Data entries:
----------

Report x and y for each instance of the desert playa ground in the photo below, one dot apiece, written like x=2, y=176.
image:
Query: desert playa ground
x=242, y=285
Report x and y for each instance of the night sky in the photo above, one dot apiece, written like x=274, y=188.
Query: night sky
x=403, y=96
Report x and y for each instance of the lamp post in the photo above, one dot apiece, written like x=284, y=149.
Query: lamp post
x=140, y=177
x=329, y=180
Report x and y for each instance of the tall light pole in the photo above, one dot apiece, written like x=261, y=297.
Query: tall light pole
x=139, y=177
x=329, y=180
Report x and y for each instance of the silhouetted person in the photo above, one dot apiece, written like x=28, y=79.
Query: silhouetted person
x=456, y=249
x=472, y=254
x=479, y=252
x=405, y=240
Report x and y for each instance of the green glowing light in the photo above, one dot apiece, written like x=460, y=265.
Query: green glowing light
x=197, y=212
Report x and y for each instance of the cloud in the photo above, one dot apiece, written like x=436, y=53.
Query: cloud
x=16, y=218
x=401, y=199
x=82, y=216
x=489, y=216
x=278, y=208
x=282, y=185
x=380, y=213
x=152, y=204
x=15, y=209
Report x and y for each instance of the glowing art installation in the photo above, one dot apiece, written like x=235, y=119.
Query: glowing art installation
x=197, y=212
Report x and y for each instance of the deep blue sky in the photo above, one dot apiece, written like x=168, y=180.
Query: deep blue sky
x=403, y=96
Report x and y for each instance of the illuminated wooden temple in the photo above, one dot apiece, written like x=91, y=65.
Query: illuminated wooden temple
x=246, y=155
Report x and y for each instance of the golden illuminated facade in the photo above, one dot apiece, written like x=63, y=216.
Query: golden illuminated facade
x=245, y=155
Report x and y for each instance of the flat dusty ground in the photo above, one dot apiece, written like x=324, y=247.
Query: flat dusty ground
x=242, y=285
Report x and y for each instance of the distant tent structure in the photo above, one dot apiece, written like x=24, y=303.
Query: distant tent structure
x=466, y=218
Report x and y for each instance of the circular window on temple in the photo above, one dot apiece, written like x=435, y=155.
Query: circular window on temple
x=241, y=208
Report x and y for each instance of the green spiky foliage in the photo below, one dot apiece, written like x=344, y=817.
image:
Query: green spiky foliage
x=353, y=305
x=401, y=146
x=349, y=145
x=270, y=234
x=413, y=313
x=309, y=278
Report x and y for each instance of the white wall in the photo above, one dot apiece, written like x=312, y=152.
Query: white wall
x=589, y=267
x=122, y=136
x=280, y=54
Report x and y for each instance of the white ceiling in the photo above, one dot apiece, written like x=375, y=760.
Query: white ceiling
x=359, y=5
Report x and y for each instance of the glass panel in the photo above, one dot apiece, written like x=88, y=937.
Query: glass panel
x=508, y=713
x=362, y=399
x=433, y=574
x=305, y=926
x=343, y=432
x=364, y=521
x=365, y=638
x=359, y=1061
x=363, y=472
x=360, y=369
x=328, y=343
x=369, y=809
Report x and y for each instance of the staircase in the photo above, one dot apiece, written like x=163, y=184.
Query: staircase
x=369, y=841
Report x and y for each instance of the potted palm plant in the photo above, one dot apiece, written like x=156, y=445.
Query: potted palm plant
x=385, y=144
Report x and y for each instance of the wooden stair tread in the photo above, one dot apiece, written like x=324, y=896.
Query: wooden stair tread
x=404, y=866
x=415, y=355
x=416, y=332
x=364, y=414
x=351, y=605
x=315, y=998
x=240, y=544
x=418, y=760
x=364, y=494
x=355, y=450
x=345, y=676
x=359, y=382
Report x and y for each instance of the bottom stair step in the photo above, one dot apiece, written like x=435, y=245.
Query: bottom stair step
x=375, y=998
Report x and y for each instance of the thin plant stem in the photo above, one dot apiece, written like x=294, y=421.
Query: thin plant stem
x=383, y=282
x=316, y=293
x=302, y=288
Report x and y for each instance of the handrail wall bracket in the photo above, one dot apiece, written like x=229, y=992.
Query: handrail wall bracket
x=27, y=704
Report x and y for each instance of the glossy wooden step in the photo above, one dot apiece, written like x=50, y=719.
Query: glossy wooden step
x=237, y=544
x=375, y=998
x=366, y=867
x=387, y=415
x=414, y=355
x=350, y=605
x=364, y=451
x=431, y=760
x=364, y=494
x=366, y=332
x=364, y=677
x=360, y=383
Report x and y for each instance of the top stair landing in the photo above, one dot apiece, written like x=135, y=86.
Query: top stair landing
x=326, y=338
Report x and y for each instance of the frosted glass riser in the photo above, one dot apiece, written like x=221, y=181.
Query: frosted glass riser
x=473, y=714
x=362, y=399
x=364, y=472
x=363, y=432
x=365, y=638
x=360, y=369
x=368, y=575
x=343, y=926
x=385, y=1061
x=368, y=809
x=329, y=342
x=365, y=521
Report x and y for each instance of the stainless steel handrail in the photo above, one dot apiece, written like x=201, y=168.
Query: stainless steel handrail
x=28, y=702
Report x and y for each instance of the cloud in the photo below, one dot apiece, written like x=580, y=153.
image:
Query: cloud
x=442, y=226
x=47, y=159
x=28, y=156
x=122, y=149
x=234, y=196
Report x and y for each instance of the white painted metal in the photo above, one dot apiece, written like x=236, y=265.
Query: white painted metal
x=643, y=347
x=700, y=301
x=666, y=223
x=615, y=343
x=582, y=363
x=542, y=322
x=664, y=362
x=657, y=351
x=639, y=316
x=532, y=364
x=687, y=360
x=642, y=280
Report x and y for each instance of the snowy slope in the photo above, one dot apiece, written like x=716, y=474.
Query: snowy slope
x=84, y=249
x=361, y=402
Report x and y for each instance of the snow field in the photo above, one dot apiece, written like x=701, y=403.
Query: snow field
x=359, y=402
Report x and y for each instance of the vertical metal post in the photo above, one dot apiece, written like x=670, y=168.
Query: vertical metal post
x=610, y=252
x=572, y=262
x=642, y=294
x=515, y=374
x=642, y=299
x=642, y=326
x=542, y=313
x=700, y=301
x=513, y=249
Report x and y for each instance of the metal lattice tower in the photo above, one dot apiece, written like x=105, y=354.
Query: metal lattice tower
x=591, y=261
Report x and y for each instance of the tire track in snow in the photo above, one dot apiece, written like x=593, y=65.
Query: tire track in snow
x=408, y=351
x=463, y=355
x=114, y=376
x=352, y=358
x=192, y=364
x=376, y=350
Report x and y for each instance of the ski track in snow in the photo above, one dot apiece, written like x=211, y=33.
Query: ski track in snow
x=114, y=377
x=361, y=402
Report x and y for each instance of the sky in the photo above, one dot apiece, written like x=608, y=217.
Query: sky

----------

* _Problem statement_
Write every entry out again exactly.

* _Reply to the exercise_
Report x and y for each instance of the desert playa ground in the photo below, one dot apiece, written like x=2, y=176.
image:
Query: desert playa ground
x=242, y=285
Report x and y for each instance of the night sky in the photo above, one dot apiece, written like x=274, y=188.
Query: night sky
x=403, y=96
Report x and y for each instance of the lamp post in the photo above, one dot apiece, written like x=284, y=149.
Query: lamp post
x=140, y=177
x=329, y=180
Report x and y for each instance of the tall light pole in the photo above, one dot apiece, written like x=261, y=297.
Query: tall light pole
x=139, y=177
x=329, y=180
Report x and y for each instance of the silhouetted person in the photo above, one dot apiece, written like x=28, y=79.
Query: silhouetted person
x=456, y=249
x=472, y=254
x=479, y=252
x=405, y=240
Report x and y for each instance of the green glowing light in the photo above, one dot apiece, written like x=460, y=265.
Query: green glowing light
x=197, y=212
Report x and y for each instance of the cloud in the photo above, one dot apiece, written like x=436, y=53.
Query: cloud
x=16, y=218
x=401, y=199
x=82, y=216
x=489, y=216
x=278, y=208
x=282, y=185
x=380, y=213
x=152, y=204
x=15, y=209
Report x and y for each instance of the glowing art installation in the photo above, one dot apiece, written like x=235, y=119.
Query: glowing art installation
x=197, y=212
Report x and y for each instance of the deep blue sky in the photo above, one dot apiece, written like x=168, y=180.
Query: deep blue sky
x=403, y=96
Report x and y for each instance of the illuminated wooden temple in the photo above, one dot apiece, written like x=91, y=65.
Query: illuminated wooden temple
x=246, y=155
Report x and y for each instance of the golden illuminated facade in the photo above, one dot apiece, written like x=63, y=216.
Query: golden illuminated facade
x=245, y=155
Report x and y for each instance of the flat dusty ground in the photo above, one dot apiece, written like x=324, y=247.
Query: flat dusty ground
x=242, y=285
Report x and y for each instance of the distant tent structure in the photo above, one dot apiece, written like x=24, y=303.
Query: distant tent structure
x=466, y=218
Report x and y for each instance of the circular window on temple in the photo above, one dot apiece, written like x=435, y=155.
Query: circular window on temple
x=241, y=208
Report x and y for each instance of the green spiky foliage in the photo below, one dot apiece, written like x=344, y=817.
image:
Query: green spiky foliage
x=353, y=305
x=401, y=146
x=349, y=145
x=270, y=234
x=413, y=313
x=309, y=278
Report x and y for each instance of the white wall in the photo above, one dot apiece, written like x=312, y=152.
Query: white wall
x=589, y=267
x=122, y=136
x=280, y=54
Report x and y for each instance of the white ceiling in the photo above, one dot apiece, written like x=375, y=760.
Query: white ceiling
x=359, y=5
Report x and y for each instance of the glass panel in the photo above, one dot apiece, written like x=88, y=937.
Query: glass panel
x=508, y=713
x=362, y=399
x=433, y=574
x=305, y=926
x=343, y=432
x=364, y=521
x=365, y=638
x=359, y=1061
x=363, y=472
x=360, y=369
x=328, y=343
x=369, y=809
Report x and y for each instance of the staircase in the photo above, one dot apiece, written like x=163, y=184.
Query: staircase
x=369, y=841
Report x and y for each instance of the potted palm plant in the photo above, one dot apiece, written like x=156, y=445.
Query: potted palm plant
x=385, y=144
Report x and y for each instance of the wooden stair tread in the photo above, one dot apiece, written like x=324, y=896.
Query: wooden stair tread
x=404, y=866
x=415, y=355
x=416, y=332
x=364, y=414
x=351, y=605
x=315, y=998
x=240, y=544
x=418, y=760
x=364, y=494
x=355, y=450
x=345, y=676
x=359, y=382
Report x and y for each instance of the bottom stair step in the photo above, one dot apiece, written like x=435, y=245.
Query: bottom stair step
x=375, y=998
Report x and y for each instance of the thin plant stem in the photo above, one dot apiece, written like x=294, y=421.
Query: thin plant stem
x=383, y=282
x=316, y=293
x=302, y=288
Report x and y for each instance of the handrail wall bracket in the photo above, one dot apiece, written like x=229, y=992.
Query: handrail wall bracket
x=27, y=704
Report x and y for each instance of the glossy wooden step in the photo above, one dot apiece, written like x=50, y=719.
Query: glossy wooden step
x=237, y=544
x=375, y=998
x=366, y=867
x=387, y=415
x=414, y=355
x=350, y=605
x=364, y=451
x=431, y=760
x=364, y=494
x=366, y=332
x=364, y=677
x=360, y=383
Report x and y for each instance of the top stair landing in the photo above, one dot apiece, written like x=135, y=86.
Query: top stair landing
x=326, y=338
Report x and y for each instance of the frosted glass riser in the photo above, one dot apiece, written like x=221, y=181.
Query: frosted glass riser
x=473, y=714
x=362, y=399
x=364, y=472
x=363, y=432
x=365, y=638
x=360, y=369
x=368, y=575
x=343, y=926
x=385, y=1061
x=368, y=809
x=329, y=342
x=365, y=521
Report x and y for each instance of the stainless steel handrail in the photo above, one dot apiece, written like x=201, y=168.
Query: stainless steel handrail
x=28, y=702
Report x and y for each instance of the cloud in the photo below, one dot apiece, written like x=580, y=153.
image:
Query: cloud
x=442, y=226
x=47, y=159
x=28, y=156
x=122, y=149
x=234, y=196
Report x and y for each instance of the white painted metal in the photo above, one dot apiece, written like x=236, y=265.
Query: white painted metal
x=643, y=347
x=700, y=301
x=666, y=223
x=615, y=343
x=582, y=363
x=542, y=322
x=664, y=362
x=657, y=351
x=639, y=316
x=532, y=364
x=687, y=360
x=642, y=280
Report x and y for each instance of the snowy slope in the photo above, one dot apiece, written like x=716, y=474.
Query: snowy slope
x=84, y=249
x=361, y=402
Report x and y for each instance of the snow field in the photo above, one dot apiece, written like x=701, y=403.
Query: snow field
x=359, y=402
Report x and y for each instance of the vertical metal post in the photo above, one dot apiece, written like x=670, y=168.
Query: vertical metal post
x=610, y=252
x=572, y=262
x=642, y=294
x=515, y=374
x=642, y=299
x=642, y=326
x=542, y=313
x=700, y=301
x=513, y=249
Report x and y for each instance of the metal lattice tower in the photo above, one dot apiece, written like x=105, y=354.
Query: metal lattice tower
x=591, y=261
Report x and y for each instance of the tire track in snow in the photo above, one dot apiece, written like x=593, y=65.
Query: tire track in snow
x=408, y=351
x=463, y=355
x=114, y=376
x=352, y=358
x=192, y=364
x=376, y=350
Report x and y for each instance of the ski track in snow in the photo above, one dot apiece, written like x=211, y=33.
Query: ski track in snow
x=114, y=377
x=361, y=402
Report x and y for each instance of the sky in the photo above, one dot apiece, written like x=608, y=217.
Query: sky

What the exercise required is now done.